• _THE PROBLEM_: Each line should be copied exactly.

• _Dataset excerpt_:
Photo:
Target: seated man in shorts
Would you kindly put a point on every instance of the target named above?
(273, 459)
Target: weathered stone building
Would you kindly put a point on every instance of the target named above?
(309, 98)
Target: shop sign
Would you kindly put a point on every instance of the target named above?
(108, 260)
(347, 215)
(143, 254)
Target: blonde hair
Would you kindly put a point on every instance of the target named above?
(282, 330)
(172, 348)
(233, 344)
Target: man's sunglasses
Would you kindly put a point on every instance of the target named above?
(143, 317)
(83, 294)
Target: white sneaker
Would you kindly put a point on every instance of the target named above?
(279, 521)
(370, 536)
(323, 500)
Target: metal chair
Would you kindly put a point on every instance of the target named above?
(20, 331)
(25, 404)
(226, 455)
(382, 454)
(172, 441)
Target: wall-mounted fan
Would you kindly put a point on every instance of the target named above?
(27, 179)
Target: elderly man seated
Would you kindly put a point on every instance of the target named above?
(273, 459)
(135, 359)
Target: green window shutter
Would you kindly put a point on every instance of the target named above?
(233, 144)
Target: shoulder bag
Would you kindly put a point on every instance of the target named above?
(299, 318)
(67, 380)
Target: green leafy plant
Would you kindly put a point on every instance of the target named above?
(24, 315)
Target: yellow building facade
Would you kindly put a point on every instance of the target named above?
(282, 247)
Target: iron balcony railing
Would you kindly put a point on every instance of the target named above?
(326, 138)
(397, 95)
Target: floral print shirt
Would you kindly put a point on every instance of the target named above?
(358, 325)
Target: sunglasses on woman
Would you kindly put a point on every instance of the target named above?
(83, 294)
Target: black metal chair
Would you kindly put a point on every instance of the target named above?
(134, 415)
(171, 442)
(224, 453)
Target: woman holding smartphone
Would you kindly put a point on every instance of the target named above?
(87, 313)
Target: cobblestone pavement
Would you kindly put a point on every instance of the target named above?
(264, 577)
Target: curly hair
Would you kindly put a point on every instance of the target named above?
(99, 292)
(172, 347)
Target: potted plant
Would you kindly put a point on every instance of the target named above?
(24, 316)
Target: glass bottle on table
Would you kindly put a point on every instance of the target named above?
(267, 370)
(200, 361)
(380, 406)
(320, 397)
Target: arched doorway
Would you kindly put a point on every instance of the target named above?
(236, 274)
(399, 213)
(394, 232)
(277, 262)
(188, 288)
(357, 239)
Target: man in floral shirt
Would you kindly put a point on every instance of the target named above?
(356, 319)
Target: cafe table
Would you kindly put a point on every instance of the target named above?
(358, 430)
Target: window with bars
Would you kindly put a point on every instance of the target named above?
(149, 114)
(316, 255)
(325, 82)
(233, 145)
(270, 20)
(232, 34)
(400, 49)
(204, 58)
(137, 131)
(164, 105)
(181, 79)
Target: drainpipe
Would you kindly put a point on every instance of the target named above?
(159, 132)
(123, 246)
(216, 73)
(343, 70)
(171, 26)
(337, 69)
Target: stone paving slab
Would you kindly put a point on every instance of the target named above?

• _EXERCISE OUTPUT_:
Photo:
Target: seated man in shorts
Would you kindly put a point on every instance of the target named above?
(273, 459)
Target: weathered stone building
Would you kindly put a point on every instance of the target named above?
(309, 98)
Target: shop sign
Would you kindly put a point on every instance of the target named above?
(108, 260)
(347, 215)
(143, 254)
Target: blonde hair
Would you kindly put a point on every instance of the target named above?
(282, 330)
(172, 348)
(233, 344)
Target: man's sunglasses
Would you kindly put a point on every instance of the target named above?
(143, 317)
(83, 294)
Target: white sneaker
Would you kindly put a point on every instance of the target named above?
(279, 521)
(370, 536)
(323, 500)
Target: metal chair
Would you kindly put a point on every instance of the target named above?
(20, 331)
(25, 404)
(226, 455)
(382, 454)
(172, 441)
Target: wall-mounted fan
Would you kindly put a point on every instance of the target named above?
(27, 179)
Target: elderly man seated
Would you kindly put a point on every instance of the target named above?
(273, 459)
(135, 359)
Target: green window shutter
Would you kindly put a point on every instance of the target named above?
(233, 144)
Target: shoulder bag
Would you kindly put a point on every instance of the target named above?
(299, 318)
(67, 380)
Target: green leafy plant
Would you kindly put a point on every instance of the target named above?
(24, 315)
Target: yellow building facade
Would you kindly put a point on every instance of the target named above?
(282, 247)
Target: iron balcony railing
Would you kindly put a point on every instance of the target named above?
(326, 138)
(397, 95)
Target: floral print shirt
Would you kindly put a point on every instance of the target named above?
(358, 325)
Target: sunglasses on woman
Would you kindly put a point on every instance of the target named above?
(83, 294)
Target: black metal chair
Would you kindly put a point on every instance of the target named above?
(134, 415)
(171, 442)
(224, 453)
Target: woman holding smartphone
Would you kindly put a point on every instance of the target named above?
(87, 313)
Target: cobblestone pavement
Would you kindly put a point on every instance of the target named above?
(264, 577)
Target: curly hair
Would you kindly put a point on every instance of the target named above?
(99, 292)
(172, 347)
Target: potted plant
Would you kindly put a point on every instance of the target named above?
(24, 316)
Target: glass bottle on table
Would you kindly put a point on every instance of the target named above?
(267, 370)
(200, 361)
(380, 406)
(320, 397)
Target: arched doorway
Would you kindly put a point on every instance of the target named above?
(236, 274)
(399, 213)
(394, 232)
(277, 262)
(188, 288)
(357, 239)
Target: man in floral shirt
Would you kindly put a point on every instance of the target named above?
(356, 319)
Target: cafe table
Would you kindly put a point on every instance of the target named above?
(358, 430)
Target: window with bars
Would you kindly put a point on every instance of the target named above?
(149, 114)
(316, 255)
(325, 82)
(233, 145)
(270, 20)
(232, 34)
(400, 49)
(204, 58)
(137, 131)
(164, 105)
(181, 79)
Target: drainpipe
Would you kindly put a point on every instance of the target named above?
(159, 132)
(123, 246)
(216, 73)
(343, 70)
(171, 26)
(337, 69)
Target: stone paving slab
Would you kindly put a point on every instance of the target named above?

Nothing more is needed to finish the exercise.